**Brano di partenza**

+ + +

In esergo al “Repertorio dei matti della città di Bologna” è riportata una frase di Giorgio Manganelli: «È ovvio che non si valuta un matto: non si dice “costui è un matto bravo”, non ci sono matti migliori di altri; un matto è un capolavoro inutile, e non c’è altro da dire».
Si tratta di una dichiarazione programmatica. Paolo Nori, curatore del libro, aveva questo in mente: rintracciare i capolavori inutili della città di Bologna – quelli che generalmente non entrano nei libri – e raccontare le loro storie. Storie preziose, tanto per i personaggi illustri quanto per i matti sommersi. Perciò ha chiesto agli autori del repertorio di trasformarsi in cronisti medievali della contemporaneità. In che modo? Girando per la città, entrando nei bar, frequentando le biblioteche, avventurandosi nelle tabaccherie, salendo sugli autobus e dopo ascoltando, intervistando, registrando. Infine scrivendo, ma senza sentimento, con imparzialità.

+ + +

**Compito richiesto**
Ripeti parola per parola il brano sul repertorio dei matti di Bologna, tutto da «Si tratta di» giù fino a «sentimento, con imparzialità.».

**Materiale raccolto**
+ + +

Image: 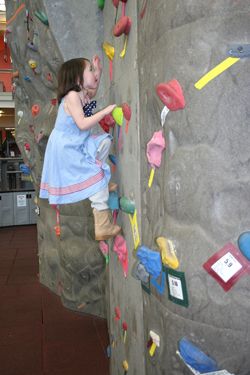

+ + +

**Soluzione esercizio**
Si tratta di una dichiarazione programmatica. Paolo Nori, curatore del libro, aveva questo in mente: rintracciare i capolavori inutili della città di Bologna – quelli che generalmente non entrano nei libri – e raccontare le loro storie. Storie preziose, tanto per i personaggi illustri quanto per i matti sommersi. Perciò ha chiesto agli autori del repertorio di trasformarsi in cronisti medievali della contemporaneità. In che modo? Girando per la città, entrando nei bar, frequentando le biblioteche, avventurandosi nelle tabaccherie, salendo sugli autobus e dopo ascoltando, intervistando, registrando. Infine scrivendo, ma senza sentimento, con imparzialità.